TEXT BLOCK ▸
»»
The Brewster family is insane. The aunts kill old men with poisoned wine, the uncles perform plastic surgery on ex-criminals and only one person in the family realizes that all of it is wrong.
This is the plot of Company Carolina’s “Arsenic and Old Lace,” a dark comedy by Joseph Kesselring, opening tonight. The play follows a family after the aunts, Martha and Abby, decide they’re going to start killing old, lonely men who stay at their lodge in order to put them out of their misery.
See the Show
Time: Friday at 7 p.m.
Location: Historic PlayMakers Theatre
Director and senior dramatic art major Clare Shaffer saw a student production of the show while she was in Dublin, Ireland, studying abroad and said she was struck by the brilliance of the script.
“I thought it was very witty and when I read through it with the cast, our first read-through, literally, it took us three hours to get through it because we were laughing so hard every other line,” Shaffer said.
She said one of the ways she put her own touch on the show was by differentiating the old women. In most productions, she said the old women seem to blend together into one unit, but she wanted them to stand out individually.
“Going in, the primary mark I wanted to make was just to differentiate them and make them humorous in very different ways,” she said. “I think we’ve achieved something that most productions didn’t. They’re more than just sweet old ladies, they’re a little sassy too.”
Shaffer and the cast both said they’re also proud of the voice work in the show and that each character has a distinct character voice that is different from the performer’s normal speaking voice.
Izzy Francke, a senior dramatic art major who portrays Martha Brewster, said the old woman’s voice was just one fun part of the overall role. Francke describes Martha as very cute and old.
“They’re very religious, so they think this is their godly service to the world,” Francke said.
As Francke tried to decide on a favorite line from the play she snapped into her older character. Her makeup created real-looking wrinkles beneath her glasses as she hunched over and the spinster old woman overtook her.
««
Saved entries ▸
»»
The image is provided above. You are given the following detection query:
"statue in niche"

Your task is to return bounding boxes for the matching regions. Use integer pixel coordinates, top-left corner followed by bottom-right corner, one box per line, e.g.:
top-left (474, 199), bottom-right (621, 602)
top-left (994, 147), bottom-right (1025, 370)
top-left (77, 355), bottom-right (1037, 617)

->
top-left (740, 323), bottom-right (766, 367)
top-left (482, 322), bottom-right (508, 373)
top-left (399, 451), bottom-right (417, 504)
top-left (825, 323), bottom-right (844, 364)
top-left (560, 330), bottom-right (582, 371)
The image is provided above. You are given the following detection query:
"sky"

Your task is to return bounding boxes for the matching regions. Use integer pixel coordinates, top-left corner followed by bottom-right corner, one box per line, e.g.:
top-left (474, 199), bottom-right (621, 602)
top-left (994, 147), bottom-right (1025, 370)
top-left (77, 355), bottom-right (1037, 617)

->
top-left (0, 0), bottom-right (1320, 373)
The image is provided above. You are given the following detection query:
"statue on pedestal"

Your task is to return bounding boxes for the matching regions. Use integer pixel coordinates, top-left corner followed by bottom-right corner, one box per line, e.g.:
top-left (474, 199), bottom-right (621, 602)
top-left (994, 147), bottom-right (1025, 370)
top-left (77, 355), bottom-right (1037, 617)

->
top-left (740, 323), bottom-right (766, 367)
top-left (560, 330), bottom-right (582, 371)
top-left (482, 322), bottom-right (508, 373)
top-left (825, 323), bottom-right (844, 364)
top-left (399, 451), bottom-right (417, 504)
««
WHAT THIS EXERCISE ASKS ▸
1: Using the theater article, list every person or character who is named, real or fictional.
2: Take the article on the "Arsenic and Old Lace" production further, picking up after its final sentence.

EXPECTED RESULTS ▸
1: Joseph Kesselring, Martha Brewster, Abby, Clare Shaffer, Izzy Francke

2:
“Well, we put it in the wine because it’s less noticeable. When it’s in tea it has a distinct odor,” Francke said, in character. “That’s a pretty iconic line that I love.”
Christian Payne, a junior dramatic art major who plays the main character, Mortimer Brewster, said his character is the only sane person in the family, but he ends up being the most frantic character because he’s trying to compensate for his family’s craziness.
“It’s just like Scooby-Doo, where they’re running from one door to another in the hallway, and it’s like a ball bouncing back and forth,” Payne said. “It only gets more intense and more hilarious because there are such bizarre happenings but everyone is moving through them at such a normal speed.”
But Shaffer said the play is more than just its hilarious one-liners. She said you see themes about of the nature of right and wrong, and questions about perspective and family.
“It’s seems ironic, because it is such a twisted, messed up family dynamic, but you see the main character Mortimer sort of doing absolutely anything and everything he can to protect the people he loves, even though they’re absolutely nuts,” Shaffer said. “He’s struggling with what I think a lot of us have felt before which is just, ‘How do I deal with my family, they’re a little nuts.’”
Shaffer said there’s one line that sums up the play for her: “Insanity runs in my family — it practically gallops.”